### EXERCISE OBJECTIVE
Extract every line starting at the line that contains "Task: mark each instance of the squeezed" and ending with the final line of the data, inclusive; give only those lines, word for word.

### AVAILABLE DATA
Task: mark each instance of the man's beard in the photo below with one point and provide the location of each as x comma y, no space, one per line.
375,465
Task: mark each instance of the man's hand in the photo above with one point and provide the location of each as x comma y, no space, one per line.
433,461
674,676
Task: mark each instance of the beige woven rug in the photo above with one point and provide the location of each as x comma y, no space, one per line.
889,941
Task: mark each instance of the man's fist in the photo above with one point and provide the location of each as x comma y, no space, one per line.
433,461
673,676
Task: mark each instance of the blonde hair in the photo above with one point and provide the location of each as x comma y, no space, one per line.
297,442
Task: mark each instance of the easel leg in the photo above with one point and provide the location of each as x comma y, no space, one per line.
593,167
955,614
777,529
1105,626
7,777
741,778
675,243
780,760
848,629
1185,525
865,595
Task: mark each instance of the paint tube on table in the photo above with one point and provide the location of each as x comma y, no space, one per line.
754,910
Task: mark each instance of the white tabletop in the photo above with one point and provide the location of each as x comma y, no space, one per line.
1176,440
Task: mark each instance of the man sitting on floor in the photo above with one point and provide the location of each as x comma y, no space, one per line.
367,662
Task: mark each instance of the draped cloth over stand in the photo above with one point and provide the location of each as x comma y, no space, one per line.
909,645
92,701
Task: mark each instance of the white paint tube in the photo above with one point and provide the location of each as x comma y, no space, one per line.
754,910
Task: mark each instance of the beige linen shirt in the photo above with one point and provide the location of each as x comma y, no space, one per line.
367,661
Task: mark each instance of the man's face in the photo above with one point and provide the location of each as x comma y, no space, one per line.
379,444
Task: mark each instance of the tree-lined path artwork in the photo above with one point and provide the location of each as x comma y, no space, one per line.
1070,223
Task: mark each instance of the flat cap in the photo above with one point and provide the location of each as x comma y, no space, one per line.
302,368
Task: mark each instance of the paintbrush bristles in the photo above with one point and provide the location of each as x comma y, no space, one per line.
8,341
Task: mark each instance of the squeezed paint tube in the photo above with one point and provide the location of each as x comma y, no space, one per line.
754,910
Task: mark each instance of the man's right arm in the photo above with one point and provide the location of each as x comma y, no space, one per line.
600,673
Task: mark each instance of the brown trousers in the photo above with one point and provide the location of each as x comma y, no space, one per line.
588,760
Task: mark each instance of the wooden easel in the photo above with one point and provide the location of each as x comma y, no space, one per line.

### ANSWER FOR THE TASK
Task: mark each instance of the squeezed paint tube in the photo above with one point and provide the location of each as x comma y, no space, one per line.
754,910
Task: mark each instance of the man's right arm in the photo above with one point and provide the location of each as x comma y, no space, one per line.
600,673
Task: mark each instance of the brown trousers in the photo above with one point and provide the location of each as x comma y, no space, one per line.
588,760
Task: mark each instance of the wooden easel in the photo above with one point and provide the location of each as x comma y, no space, one per line.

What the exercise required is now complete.